[Source records]
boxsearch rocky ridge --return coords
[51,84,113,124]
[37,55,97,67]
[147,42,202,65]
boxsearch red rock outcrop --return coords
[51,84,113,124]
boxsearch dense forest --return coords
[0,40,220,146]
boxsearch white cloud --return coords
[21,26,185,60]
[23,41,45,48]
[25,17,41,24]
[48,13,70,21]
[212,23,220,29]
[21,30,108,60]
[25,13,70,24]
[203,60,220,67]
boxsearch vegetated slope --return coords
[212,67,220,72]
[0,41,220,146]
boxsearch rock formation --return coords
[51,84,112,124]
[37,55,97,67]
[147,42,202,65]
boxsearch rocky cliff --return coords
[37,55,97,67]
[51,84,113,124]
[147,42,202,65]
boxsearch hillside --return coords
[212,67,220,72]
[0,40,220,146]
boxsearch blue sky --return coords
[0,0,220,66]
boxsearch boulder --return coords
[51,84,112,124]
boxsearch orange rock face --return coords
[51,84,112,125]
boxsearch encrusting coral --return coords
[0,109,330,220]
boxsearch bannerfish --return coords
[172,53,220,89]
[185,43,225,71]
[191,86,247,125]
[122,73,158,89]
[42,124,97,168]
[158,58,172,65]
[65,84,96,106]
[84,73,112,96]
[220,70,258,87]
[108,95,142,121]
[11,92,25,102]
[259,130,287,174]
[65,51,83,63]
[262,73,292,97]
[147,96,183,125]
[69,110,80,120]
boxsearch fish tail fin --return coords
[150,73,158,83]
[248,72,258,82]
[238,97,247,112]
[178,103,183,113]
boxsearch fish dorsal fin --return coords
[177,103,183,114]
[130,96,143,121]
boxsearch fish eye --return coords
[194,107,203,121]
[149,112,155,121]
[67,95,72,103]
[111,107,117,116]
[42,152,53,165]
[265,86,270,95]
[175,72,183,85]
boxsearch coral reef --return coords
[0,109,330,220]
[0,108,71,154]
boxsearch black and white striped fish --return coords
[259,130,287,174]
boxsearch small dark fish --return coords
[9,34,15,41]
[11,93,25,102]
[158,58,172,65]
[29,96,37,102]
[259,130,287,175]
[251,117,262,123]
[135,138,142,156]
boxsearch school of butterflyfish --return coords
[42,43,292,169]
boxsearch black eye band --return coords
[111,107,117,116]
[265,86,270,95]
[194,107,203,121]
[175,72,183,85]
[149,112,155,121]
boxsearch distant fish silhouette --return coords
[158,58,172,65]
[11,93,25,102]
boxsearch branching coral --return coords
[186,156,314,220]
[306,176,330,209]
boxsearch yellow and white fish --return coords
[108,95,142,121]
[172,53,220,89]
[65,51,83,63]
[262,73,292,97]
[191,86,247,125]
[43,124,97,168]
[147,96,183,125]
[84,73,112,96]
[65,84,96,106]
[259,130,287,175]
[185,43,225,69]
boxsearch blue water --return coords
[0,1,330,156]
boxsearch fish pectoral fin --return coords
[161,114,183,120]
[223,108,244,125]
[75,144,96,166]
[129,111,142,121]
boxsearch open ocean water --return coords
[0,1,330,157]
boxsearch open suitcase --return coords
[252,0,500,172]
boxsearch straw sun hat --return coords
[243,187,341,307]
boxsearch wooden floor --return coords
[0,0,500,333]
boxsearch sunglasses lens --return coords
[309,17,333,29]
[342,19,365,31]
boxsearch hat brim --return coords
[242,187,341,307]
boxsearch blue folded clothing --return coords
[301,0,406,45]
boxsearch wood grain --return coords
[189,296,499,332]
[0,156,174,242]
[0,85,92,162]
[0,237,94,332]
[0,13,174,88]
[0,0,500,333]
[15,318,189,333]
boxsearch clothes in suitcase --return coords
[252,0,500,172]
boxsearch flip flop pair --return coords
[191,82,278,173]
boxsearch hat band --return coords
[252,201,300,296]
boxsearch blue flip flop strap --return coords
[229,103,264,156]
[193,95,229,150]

==

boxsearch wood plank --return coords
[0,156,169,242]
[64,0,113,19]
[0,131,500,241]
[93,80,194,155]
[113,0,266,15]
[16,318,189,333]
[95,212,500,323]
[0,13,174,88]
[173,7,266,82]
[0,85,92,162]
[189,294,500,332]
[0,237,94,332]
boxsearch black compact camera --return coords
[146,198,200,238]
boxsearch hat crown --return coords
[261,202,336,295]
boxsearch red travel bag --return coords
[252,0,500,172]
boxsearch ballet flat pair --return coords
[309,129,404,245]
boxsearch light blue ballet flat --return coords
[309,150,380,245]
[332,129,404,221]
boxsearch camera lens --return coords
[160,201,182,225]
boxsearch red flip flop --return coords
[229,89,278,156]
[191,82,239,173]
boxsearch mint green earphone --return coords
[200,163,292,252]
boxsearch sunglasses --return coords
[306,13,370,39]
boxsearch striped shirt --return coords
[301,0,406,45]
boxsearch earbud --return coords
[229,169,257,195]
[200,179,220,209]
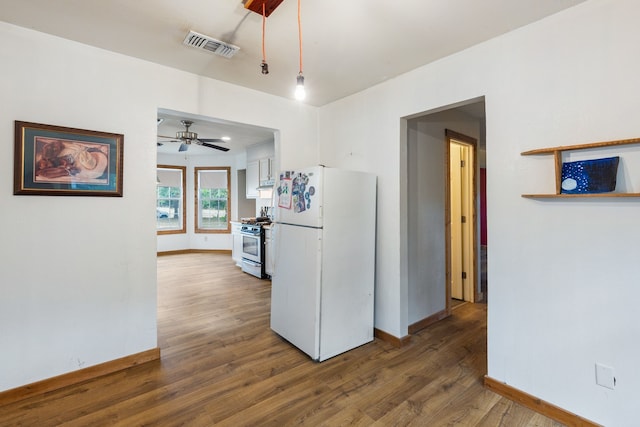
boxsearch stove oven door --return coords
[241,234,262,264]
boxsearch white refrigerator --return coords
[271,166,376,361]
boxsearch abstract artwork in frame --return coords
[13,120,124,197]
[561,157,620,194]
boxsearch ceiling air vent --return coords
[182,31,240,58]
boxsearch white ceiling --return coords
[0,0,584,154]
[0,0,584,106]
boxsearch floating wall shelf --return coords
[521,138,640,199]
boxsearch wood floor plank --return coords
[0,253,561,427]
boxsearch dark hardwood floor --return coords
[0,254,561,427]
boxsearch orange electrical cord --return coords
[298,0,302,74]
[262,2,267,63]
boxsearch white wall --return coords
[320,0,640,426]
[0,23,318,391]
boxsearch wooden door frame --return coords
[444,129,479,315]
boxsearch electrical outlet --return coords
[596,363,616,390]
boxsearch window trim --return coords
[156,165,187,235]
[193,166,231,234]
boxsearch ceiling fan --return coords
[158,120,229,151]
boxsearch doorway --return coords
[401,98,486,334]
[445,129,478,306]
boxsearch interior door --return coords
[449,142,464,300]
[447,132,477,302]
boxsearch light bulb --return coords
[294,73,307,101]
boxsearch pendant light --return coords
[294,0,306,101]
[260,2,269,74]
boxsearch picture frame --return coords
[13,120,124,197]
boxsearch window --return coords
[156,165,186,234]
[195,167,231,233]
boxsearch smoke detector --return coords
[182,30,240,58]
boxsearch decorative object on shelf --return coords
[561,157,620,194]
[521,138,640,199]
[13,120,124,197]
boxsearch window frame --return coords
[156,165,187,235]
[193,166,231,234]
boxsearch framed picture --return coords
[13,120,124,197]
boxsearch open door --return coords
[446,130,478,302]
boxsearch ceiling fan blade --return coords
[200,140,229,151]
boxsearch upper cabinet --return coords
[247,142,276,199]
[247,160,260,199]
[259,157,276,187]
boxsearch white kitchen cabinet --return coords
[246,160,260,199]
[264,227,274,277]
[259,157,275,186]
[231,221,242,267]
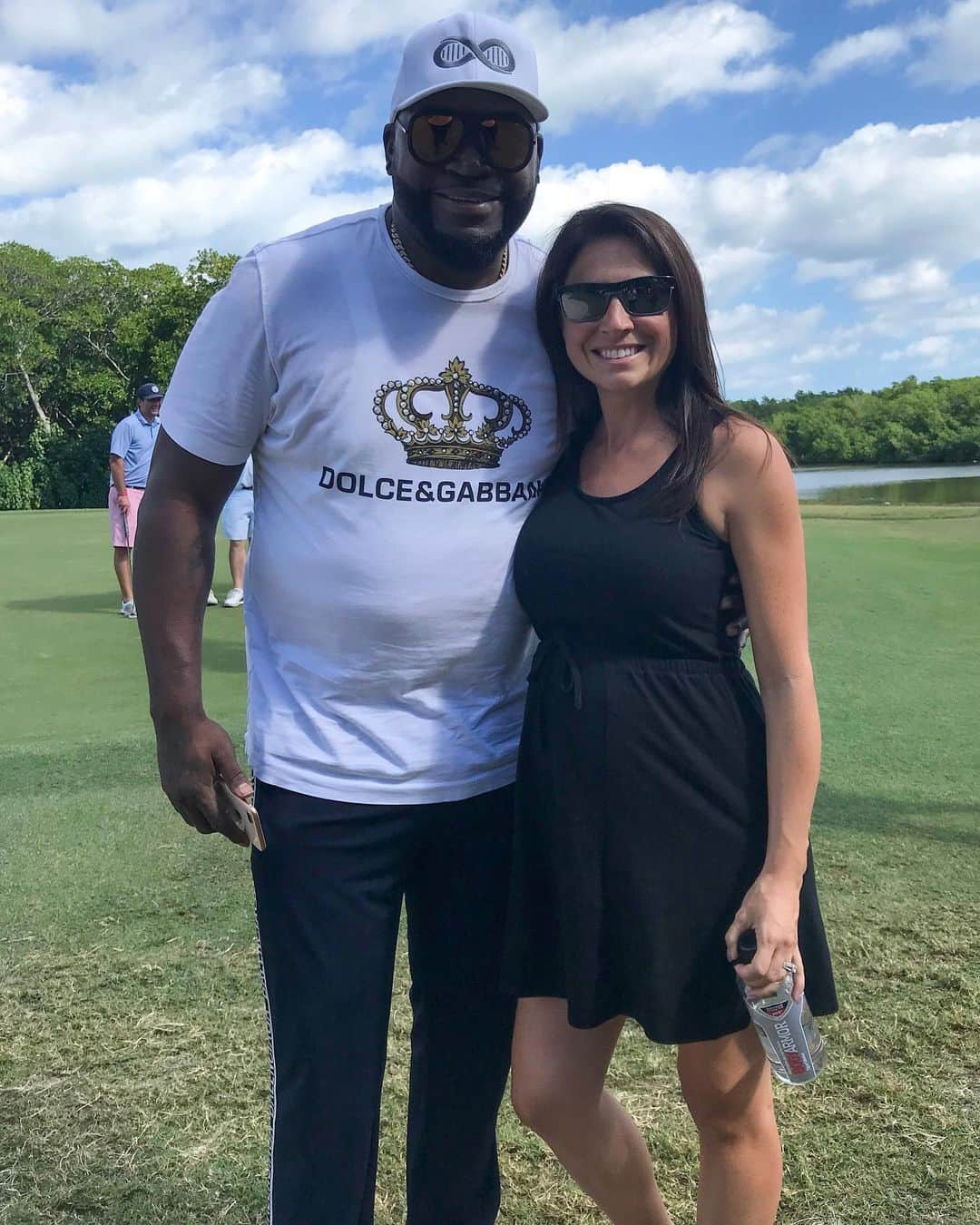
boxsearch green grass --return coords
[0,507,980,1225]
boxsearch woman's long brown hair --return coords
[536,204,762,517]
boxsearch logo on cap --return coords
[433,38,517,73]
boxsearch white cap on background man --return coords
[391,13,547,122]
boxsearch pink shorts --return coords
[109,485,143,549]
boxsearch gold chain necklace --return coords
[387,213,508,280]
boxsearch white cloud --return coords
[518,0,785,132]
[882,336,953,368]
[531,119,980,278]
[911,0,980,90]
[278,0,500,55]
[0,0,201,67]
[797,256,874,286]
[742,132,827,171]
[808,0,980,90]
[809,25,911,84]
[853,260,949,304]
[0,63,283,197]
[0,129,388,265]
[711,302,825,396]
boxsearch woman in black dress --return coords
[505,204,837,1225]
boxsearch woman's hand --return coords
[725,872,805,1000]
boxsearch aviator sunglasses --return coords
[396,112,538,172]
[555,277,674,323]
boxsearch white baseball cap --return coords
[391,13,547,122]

• [Given request]
Change "flip flop" to "sandal" in the entries from the line with "boxsearch clothes in suitcase --return coords" up to and including the line with "[193,95,229,150]". Give back only those lines, with everything else left as it is.

• [Problem solution]
boxsearch clothes in suitcase --return coords
[252,0,500,172]
boxsearch sandal pair --return coords
[191,82,278,173]
boxsearch hat band --return coords
[252,201,300,296]
boxsearch blue sandal strap --return coords
[229,103,264,156]
[193,95,229,150]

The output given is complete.